• TEXTAUSZUG
Häng ab mit deinem Kandidaten

VIELFALT Expertentalks finden zunehmend im Netz statt – die beste Software kommt von Google

Es ist eine ungewöhnliche Uhrzeit für einen Wahlkampftalk. Am Dienstagvormittag um 10 Uhr steht Steffi Lemke, Bundesgeschäftsführerin der Grünen, ihren Gesprächspartnern Rede und Antwort. Sie spricht über den Wahlkampf ihrer Partei, die Grünen-Doppelspitze, die Chancen am Wahlabend – im virtuellen Raum: Lemke, der Moderator, ein Politikwissenschaftler und ein Journalist sitzen in ihren Büros oder Zuhause vor dem Rechner und diskutieren, kleine Kameras filmen sie dabei. Im Netz kann jeder live mitverfolgen, was Lemke auf die Fragen erwidert.

Die Wahlkampftalks sind ein Gemeinschaftsprojekt zwischen Google und zwei politischen Onlinemagazinen, Cicero-Online und politik-digital.de. Der Deal: Die Redaktionen greifen für die Gesprächsreihe auf den Googledienst Hangout zurück, mit dem die Live-Chats einfach zu produzieren sind. Dafür stellt Google die Sendungen auf einer eigenen Website zur Bundestagswahl ein und verbreitet sie so weiter. Für Christian Marx, Projektleiter für die Kooperation mit Google bei politik-digital.de, ist das eine gelungene Symbiose: „Durch die Integration des Videochat-Dienstes Hangout wird über die Plattform auch der direkte Dialog zwischen Bürgern und Kandidaten ermöglicht.“ Damit, so Marx, würden Interessierte nicht nur informiert, sondern zu politischer Partizipation animiert.

• AUFGABEN
1/ Beantworte anhand des Textauszugs diese Fragen:
(a) Um wie viel Uhr findet der Wahlkampftalk mit Steffi Lemke statt?
(b) Welche zwei Onlinemagazine arbeiten bei den Wahlkampftalks mit Google zusammen?
(c) Welche Funktion hat Christian Marx bei politik-digital.de?
2/ Schreib den Teil des Textauszugs ab, der mit „Die Wahlkampftalks sind“ beginnt und bis einschließlich „politischer Partizipation animiert.“ reicht.

• DATENSATZ
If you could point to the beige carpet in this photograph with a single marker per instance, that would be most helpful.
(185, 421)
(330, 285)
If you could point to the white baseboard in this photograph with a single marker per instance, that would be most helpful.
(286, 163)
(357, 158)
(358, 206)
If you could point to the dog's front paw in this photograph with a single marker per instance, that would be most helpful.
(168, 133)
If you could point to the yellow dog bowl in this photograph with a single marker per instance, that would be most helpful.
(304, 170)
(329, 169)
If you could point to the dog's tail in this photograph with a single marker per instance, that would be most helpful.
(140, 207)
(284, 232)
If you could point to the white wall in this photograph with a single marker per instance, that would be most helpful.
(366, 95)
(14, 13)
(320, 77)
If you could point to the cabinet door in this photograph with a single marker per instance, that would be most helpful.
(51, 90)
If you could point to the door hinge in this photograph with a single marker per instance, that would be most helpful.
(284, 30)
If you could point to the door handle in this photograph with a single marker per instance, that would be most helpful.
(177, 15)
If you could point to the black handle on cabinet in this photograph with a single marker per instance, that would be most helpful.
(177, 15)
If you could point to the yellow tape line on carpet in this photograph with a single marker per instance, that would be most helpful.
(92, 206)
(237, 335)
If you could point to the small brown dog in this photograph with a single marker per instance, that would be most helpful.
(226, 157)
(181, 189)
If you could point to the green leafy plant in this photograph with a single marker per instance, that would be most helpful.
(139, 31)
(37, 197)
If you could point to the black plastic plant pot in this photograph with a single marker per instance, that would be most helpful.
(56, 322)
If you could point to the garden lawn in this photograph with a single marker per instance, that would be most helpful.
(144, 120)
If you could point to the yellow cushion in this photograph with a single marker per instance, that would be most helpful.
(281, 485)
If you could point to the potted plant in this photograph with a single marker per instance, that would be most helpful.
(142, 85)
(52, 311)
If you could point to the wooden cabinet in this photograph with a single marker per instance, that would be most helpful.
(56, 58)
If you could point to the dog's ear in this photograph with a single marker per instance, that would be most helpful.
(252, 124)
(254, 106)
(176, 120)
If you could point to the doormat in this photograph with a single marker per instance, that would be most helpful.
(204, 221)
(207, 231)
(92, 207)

---

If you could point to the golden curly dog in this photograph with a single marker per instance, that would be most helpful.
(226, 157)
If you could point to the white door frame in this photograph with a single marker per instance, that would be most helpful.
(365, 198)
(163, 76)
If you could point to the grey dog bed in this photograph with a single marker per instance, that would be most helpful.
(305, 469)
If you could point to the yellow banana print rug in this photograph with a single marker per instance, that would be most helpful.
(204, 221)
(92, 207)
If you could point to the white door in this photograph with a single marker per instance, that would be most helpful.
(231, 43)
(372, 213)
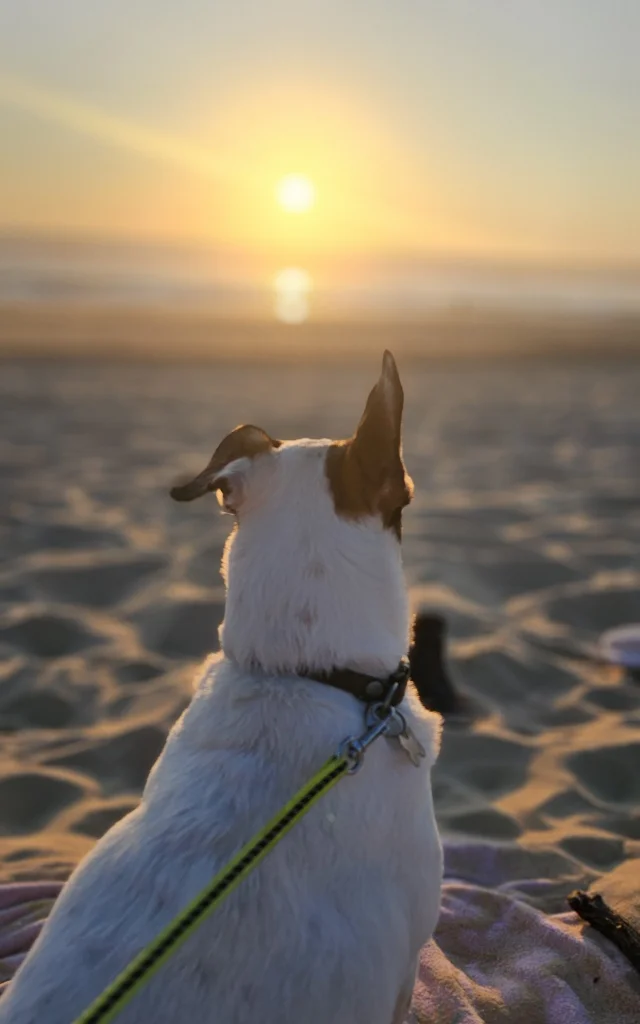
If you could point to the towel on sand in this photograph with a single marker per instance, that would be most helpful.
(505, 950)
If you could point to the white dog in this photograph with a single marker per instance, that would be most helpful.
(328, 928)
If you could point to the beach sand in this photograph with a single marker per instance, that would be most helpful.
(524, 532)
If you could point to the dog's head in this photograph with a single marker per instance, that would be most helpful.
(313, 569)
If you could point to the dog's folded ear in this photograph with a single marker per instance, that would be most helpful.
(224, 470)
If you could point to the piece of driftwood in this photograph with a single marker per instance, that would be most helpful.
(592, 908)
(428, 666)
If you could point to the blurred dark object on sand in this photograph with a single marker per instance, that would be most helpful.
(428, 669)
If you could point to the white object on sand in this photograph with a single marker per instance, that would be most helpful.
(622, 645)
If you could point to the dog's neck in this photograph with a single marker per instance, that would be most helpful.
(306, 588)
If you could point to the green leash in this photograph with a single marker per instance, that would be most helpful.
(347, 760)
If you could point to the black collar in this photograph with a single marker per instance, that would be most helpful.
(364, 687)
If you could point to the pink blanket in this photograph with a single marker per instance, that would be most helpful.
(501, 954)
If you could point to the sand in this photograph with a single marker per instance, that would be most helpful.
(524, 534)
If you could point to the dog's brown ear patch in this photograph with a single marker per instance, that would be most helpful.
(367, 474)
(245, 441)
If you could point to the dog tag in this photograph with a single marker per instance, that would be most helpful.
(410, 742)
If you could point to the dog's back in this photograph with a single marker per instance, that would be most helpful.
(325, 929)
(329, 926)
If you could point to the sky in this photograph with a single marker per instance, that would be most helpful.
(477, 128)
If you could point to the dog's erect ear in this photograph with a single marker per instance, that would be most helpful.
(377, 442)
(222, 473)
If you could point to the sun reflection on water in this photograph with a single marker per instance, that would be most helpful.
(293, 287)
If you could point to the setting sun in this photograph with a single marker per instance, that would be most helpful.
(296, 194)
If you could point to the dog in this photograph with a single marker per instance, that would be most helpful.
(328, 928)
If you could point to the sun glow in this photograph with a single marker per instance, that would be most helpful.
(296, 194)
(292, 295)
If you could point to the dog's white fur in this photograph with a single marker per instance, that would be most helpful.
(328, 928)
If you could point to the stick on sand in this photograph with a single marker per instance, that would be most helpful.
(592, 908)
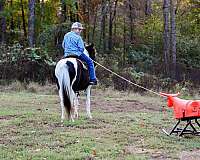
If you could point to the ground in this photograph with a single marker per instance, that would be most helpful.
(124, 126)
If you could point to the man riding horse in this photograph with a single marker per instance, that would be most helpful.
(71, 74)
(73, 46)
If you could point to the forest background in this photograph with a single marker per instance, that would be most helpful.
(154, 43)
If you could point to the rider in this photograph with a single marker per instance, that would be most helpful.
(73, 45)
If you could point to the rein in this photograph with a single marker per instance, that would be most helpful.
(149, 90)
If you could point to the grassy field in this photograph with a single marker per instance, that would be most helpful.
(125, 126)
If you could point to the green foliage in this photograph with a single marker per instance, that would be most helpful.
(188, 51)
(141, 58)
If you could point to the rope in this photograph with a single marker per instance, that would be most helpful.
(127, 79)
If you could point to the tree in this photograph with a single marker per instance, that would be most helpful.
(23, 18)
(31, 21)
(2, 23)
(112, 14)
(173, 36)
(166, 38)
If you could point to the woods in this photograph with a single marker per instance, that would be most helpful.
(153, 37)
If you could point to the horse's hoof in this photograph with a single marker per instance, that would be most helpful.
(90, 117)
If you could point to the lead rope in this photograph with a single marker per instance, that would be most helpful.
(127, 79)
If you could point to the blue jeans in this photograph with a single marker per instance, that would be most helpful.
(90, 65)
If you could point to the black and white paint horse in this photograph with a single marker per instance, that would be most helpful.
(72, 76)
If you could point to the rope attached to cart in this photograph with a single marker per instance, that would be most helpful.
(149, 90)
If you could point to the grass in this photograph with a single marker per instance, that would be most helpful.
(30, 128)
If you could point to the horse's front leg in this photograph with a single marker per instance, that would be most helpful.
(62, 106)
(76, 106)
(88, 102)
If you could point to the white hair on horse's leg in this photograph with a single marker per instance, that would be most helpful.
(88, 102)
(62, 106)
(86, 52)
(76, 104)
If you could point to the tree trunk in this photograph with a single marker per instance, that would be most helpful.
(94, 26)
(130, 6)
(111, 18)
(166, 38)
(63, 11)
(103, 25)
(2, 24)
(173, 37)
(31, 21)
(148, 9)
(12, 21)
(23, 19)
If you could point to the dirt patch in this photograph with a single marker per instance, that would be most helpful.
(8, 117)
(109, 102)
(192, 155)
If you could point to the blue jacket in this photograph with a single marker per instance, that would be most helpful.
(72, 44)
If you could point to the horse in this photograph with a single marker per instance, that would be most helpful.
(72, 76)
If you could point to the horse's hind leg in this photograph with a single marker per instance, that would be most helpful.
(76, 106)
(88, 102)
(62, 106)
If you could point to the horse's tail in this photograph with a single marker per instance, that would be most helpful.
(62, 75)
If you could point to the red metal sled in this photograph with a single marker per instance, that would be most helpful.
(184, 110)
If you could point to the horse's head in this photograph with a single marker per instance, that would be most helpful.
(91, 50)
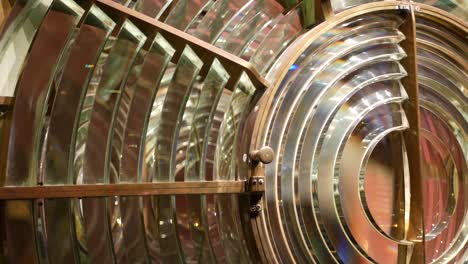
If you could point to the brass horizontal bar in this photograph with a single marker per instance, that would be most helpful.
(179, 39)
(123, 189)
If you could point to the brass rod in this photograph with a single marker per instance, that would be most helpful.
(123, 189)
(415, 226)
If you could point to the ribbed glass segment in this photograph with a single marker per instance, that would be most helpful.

* * *

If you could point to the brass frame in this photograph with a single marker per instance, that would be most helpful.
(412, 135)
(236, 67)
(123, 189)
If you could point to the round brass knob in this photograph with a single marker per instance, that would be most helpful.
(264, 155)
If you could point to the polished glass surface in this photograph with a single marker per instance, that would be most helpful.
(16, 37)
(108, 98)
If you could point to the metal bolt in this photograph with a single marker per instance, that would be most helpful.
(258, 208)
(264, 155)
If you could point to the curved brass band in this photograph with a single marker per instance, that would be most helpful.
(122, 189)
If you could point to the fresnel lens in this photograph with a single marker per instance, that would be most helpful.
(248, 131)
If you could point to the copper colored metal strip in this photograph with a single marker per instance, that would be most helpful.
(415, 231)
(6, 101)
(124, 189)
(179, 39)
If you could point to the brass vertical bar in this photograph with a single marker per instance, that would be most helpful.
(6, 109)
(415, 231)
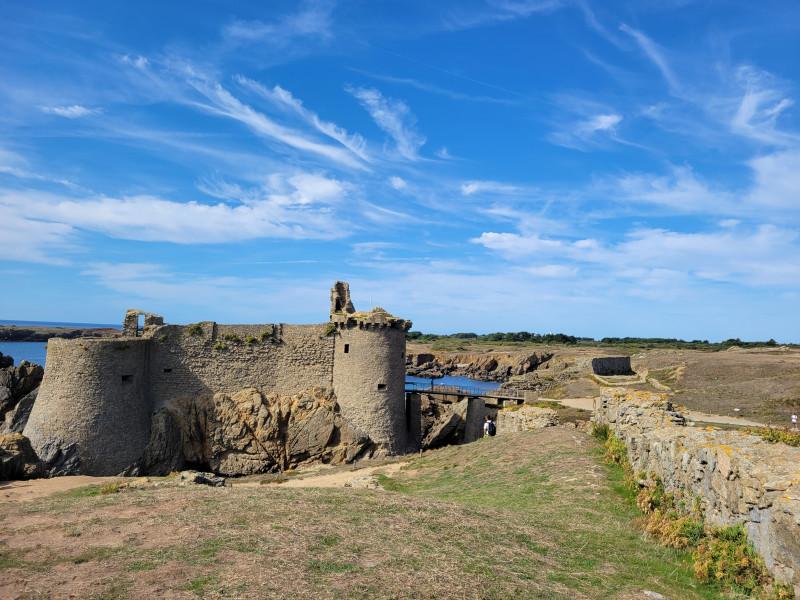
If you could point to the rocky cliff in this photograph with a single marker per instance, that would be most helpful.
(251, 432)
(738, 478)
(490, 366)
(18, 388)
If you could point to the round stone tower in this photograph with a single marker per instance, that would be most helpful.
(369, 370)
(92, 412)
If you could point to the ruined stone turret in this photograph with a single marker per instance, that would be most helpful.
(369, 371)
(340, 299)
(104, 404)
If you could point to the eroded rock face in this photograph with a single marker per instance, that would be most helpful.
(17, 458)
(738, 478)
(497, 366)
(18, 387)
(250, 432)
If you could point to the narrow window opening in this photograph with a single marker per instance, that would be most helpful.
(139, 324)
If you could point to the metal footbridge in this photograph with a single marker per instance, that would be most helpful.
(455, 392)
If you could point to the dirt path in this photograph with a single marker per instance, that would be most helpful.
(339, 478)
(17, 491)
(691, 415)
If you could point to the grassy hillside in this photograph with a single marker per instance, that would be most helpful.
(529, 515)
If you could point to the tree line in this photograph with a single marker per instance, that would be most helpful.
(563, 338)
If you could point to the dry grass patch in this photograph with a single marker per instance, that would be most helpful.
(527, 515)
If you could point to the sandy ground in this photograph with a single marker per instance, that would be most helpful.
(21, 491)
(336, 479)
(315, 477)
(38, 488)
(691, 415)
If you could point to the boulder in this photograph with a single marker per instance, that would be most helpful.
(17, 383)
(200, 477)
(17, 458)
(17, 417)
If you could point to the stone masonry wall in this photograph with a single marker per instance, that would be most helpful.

• LÖSUNGEN
1/
(a) Am Dienstagvormittag um 10 Uhr.
(b) Cicero-Online und politik-digital.de.
(c) Er ist Projektleiter für die Kooperation mit Google.

2/
Die Wahlkampftalks sind ein Gemeinschaftsprojekt zwischen Google und zwei politischen Onlinemagazinen, Cicero-Online und politik-digital.de. Der Deal: Die Redaktionen greifen für die Gesprächsreihe auf den Googledienst Hangout zurück, mit dem die Live-Chats einfach zu produzieren sind. Dafür stellt Google die Sendungen auf einer eigenen Website zur Bundestagswahl ein und verbreitet sie so weiter. Für Christian Marx, Projektleiter für die Kooperation mit Google bei politik-digital.de, ist das eine gelungene Symbiose: „Durch die Integration des Videochat-Dienstes Hangout wird über die Plattform auch der direkte Dialog zwischen Bürgern und Kandidaten ermöglicht.“ Damit, so Marx, würden Interessierte nicht nur informiert, sondern zu politischer Partizipation animiert.